■ Task to complete:
Write out, please, the line containing "Please mark the white dress" together with all lines after it, up to and including the last one, with no other output.
** START OF Records supplied **
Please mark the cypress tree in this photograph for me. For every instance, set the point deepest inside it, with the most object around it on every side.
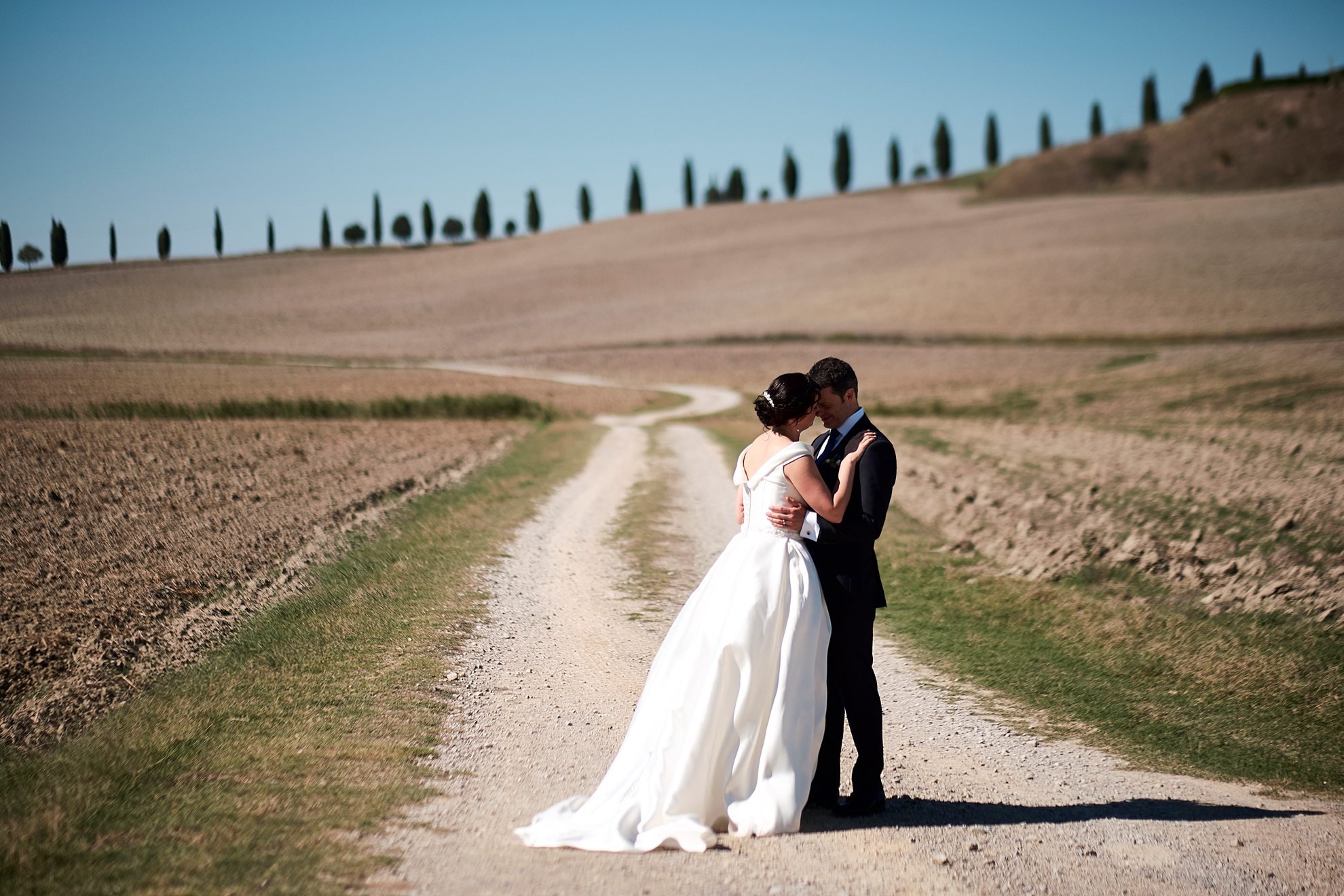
(635, 202)
(30, 255)
(534, 212)
(942, 148)
(791, 174)
(842, 166)
(1203, 90)
(585, 204)
(737, 186)
(60, 249)
(1151, 115)
(481, 218)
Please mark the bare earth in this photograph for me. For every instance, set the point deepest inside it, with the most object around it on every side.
(891, 261)
(546, 688)
(128, 546)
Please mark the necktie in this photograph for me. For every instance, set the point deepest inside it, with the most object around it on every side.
(832, 437)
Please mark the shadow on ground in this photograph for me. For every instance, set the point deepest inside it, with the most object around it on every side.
(906, 812)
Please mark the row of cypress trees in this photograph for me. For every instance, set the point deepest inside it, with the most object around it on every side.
(736, 190)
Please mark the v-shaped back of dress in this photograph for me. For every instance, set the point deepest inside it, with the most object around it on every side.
(766, 488)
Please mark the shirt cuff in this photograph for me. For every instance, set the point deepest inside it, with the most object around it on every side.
(810, 527)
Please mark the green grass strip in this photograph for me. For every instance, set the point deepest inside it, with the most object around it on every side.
(237, 772)
(1109, 657)
(491, 406)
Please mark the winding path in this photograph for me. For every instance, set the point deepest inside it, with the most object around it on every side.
(547, 687)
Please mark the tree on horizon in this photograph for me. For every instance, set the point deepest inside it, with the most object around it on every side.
(481, 223)
(30, 256)
(791, 174)
(942, 148)
(585, 204)
(1203, 92)
(635, 200)
(534, 212)
(60, 249)
(840, 170)
(1151, 113)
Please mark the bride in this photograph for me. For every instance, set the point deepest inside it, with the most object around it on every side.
(726, 732)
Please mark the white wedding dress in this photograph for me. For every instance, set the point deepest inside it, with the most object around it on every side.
(726, 732)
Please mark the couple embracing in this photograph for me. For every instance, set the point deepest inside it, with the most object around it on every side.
(739, 724)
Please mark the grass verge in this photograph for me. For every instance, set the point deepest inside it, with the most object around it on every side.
(644, 540)
(248, 768)
(492, 406)
(1237, 696)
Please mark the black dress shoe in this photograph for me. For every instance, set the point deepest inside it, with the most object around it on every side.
(855, 805)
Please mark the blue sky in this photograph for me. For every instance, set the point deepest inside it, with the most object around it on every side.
(157, 113)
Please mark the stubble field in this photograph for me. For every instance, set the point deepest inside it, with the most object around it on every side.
(1142, 384)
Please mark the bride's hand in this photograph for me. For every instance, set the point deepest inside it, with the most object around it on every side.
(865, 441)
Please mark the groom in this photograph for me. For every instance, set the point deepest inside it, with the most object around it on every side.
(851, 584)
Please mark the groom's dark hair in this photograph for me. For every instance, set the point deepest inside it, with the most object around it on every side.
(834, 374)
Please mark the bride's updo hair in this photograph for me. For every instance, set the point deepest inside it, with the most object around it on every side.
(788, 398)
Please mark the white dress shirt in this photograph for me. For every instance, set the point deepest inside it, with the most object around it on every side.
(810, 524)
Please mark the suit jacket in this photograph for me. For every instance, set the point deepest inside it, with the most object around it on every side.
(844, 551)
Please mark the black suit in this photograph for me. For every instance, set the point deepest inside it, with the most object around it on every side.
(851, 583)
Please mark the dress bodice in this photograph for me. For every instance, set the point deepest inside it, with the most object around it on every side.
(766, 488)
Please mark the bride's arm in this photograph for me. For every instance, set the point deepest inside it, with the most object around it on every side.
(806, 479)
** END OF Records supplied **
■ Finished task:
Please mark the white dress shirt in this photograph for me. For every instance, set the point deepest inside it, with the most object around it on every side.
(810, 524)
Please mark the suit jacket in this photograph for me. For every instance, set the point deepest inside it, with the most object around it on every side.
(844, 551)
Please mark the black suit in this photograph for me. For every instance, set the point deepest inside it, with the most object around it on every side.
(851, 583)
Please mark the dress bodice in this photograph for me. For every instance, set the point deepest inside it, with the most object around it on every side.
(766, 488)
Please mark the bride's arm in this photograph for me. For every instance, set the point deepest inside it, with the most object around it on every side.
(806, 479)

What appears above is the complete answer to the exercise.